- [WHAT THE TASK REQUIRES]: Swap "pink leg" for "pink arm" in everything from the start of the items down to the line containing "221L330 226L340 226L344", and write those lines out again with nothing else altered.

------------------------------

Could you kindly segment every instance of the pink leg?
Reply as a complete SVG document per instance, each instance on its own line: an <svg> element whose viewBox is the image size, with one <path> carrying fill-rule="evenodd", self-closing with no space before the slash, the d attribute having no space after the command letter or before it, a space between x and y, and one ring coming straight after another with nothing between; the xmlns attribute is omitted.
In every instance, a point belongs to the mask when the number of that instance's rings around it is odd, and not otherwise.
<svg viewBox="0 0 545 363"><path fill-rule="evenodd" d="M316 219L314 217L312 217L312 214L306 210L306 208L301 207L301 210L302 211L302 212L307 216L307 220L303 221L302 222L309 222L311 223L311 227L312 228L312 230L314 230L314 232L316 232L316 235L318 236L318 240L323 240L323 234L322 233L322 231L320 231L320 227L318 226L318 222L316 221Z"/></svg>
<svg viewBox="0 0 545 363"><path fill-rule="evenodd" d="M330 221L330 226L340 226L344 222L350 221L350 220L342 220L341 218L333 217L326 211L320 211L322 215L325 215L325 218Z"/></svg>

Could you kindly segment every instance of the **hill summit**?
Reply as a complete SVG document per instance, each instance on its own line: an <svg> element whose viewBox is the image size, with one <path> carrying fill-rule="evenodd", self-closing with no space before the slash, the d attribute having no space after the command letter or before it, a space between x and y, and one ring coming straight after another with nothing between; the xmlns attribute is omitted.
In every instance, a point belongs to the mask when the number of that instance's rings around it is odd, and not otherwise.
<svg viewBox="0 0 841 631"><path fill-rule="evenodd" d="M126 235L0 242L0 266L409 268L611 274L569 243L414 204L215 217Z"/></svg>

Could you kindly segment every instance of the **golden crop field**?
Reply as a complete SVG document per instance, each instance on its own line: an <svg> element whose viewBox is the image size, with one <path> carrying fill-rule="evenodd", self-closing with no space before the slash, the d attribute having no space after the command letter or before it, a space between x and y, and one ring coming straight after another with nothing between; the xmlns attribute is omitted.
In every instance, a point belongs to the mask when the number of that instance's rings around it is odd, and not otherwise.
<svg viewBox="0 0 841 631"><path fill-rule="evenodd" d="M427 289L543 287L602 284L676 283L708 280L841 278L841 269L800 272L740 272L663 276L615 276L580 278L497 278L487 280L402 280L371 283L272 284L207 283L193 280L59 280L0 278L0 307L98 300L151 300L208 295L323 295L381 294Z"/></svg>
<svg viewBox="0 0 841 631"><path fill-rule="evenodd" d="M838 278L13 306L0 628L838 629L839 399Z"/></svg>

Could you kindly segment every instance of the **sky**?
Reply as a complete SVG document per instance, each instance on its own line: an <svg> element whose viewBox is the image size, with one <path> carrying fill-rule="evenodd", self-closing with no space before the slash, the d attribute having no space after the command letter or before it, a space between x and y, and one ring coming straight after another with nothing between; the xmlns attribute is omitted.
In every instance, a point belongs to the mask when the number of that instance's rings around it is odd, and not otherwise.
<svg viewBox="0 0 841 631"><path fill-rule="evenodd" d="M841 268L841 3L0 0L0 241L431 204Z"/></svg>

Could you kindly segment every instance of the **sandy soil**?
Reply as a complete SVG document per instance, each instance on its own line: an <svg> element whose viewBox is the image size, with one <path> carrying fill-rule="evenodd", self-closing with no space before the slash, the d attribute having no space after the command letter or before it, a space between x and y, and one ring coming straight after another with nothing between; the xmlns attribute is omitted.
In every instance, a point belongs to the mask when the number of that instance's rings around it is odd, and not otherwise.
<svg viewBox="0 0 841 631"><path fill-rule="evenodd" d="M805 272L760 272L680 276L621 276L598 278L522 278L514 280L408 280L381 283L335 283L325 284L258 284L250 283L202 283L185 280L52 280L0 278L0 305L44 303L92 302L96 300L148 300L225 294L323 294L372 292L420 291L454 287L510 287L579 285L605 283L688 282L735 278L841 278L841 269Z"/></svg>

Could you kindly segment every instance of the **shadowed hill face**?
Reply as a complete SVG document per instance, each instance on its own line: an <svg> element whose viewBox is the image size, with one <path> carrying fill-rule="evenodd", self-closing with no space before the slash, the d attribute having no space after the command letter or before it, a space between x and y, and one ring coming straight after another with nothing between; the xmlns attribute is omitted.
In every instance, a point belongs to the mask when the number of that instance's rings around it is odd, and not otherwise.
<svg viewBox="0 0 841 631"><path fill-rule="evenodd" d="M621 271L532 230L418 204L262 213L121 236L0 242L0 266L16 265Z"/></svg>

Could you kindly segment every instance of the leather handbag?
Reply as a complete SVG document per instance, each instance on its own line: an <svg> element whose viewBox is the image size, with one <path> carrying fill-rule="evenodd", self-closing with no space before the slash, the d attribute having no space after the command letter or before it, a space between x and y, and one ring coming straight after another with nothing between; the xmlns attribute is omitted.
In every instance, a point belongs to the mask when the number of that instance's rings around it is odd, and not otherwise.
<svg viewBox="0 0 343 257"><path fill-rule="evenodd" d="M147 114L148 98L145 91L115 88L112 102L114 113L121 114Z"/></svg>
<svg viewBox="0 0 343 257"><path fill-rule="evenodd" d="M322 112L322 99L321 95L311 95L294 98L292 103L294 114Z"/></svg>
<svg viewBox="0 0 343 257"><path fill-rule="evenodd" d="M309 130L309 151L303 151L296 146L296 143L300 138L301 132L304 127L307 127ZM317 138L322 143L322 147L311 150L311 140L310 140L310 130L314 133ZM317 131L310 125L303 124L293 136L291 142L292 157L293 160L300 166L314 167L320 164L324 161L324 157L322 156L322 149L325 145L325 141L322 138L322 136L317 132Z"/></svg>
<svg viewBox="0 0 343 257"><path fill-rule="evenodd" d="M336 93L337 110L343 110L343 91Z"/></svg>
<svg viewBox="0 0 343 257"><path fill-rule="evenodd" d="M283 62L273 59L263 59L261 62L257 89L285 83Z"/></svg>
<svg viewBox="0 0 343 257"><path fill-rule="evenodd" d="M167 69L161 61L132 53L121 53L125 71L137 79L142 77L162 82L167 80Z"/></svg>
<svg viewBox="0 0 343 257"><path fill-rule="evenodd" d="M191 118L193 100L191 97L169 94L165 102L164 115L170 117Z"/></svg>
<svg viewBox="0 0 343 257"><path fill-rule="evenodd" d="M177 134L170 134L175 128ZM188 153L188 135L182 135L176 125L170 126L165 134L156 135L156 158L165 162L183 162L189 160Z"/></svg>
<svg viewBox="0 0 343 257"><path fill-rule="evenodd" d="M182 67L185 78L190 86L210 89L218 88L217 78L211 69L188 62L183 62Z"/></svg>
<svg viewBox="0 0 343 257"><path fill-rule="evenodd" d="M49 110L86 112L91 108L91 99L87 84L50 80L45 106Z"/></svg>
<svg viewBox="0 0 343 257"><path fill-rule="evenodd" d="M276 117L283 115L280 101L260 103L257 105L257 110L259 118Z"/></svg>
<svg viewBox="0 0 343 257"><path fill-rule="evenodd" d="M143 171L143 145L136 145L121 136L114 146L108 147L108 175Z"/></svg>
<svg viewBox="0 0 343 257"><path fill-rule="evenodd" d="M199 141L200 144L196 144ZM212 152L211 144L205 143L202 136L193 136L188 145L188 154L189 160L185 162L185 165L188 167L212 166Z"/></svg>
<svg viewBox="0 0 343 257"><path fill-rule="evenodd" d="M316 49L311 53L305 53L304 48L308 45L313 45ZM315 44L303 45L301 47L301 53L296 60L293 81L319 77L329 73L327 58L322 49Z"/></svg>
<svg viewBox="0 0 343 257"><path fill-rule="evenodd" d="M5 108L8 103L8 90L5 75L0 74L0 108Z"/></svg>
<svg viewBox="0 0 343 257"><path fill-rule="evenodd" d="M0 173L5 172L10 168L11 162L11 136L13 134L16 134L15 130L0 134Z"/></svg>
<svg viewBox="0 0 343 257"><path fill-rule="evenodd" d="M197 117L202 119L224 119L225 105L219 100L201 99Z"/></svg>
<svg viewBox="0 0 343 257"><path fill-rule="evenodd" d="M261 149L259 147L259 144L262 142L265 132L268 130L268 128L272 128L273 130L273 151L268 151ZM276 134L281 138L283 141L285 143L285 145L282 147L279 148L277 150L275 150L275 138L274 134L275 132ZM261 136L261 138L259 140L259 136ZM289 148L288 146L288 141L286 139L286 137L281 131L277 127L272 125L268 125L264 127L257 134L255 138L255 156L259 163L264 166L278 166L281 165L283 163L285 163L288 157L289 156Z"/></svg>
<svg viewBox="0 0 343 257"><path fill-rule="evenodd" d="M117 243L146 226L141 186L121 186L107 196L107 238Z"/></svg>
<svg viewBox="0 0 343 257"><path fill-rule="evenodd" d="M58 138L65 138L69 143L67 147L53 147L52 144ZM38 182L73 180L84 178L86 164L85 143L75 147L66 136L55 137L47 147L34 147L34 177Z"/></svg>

------------------------------

- [SOLVED PROBLEM]:
Could you kindly segment every instance of the pink arm?
Reply as a complete SVG document per instance, each instance on its own line: an <svg> element whose viewBox is the image size, with one <path> carrying fill-rule="evenodd", self-closing with no space before the slash, the d attribute having no space after the command letter or before it, a space between x and y, and one ring coming straight after another with nothing between; the xmlns attribute is omitted.
In every instance, a point belongs to the mask when the number of that instance's rings around it is odd, and not otherwise.
<svg viewBox="0 0 545 363"><path fill-rule="evenodd" d="M316 219L314 217L312 217L312 214L306 210L306 208L301 207L301 210L302 211L302 212L307 216L307 220L303 221L302 222L309 222L311 223L311 227L312 228L312 230L314 230L314 232L316 232L316 235L318 236L318 240L323 240L323 234L322 233L322 231L320 231L320 227L318 226L318 222L316 221Z"/></svg>
<svg viewBox="0 0 545 363"><path fill-rule="evenodd" d="M330 221L330 226L340 226L344 222L350 221L350 220L342 220L341 218L333 217L326 211L320 211L322 215L325 215L325 218Z"/></svg>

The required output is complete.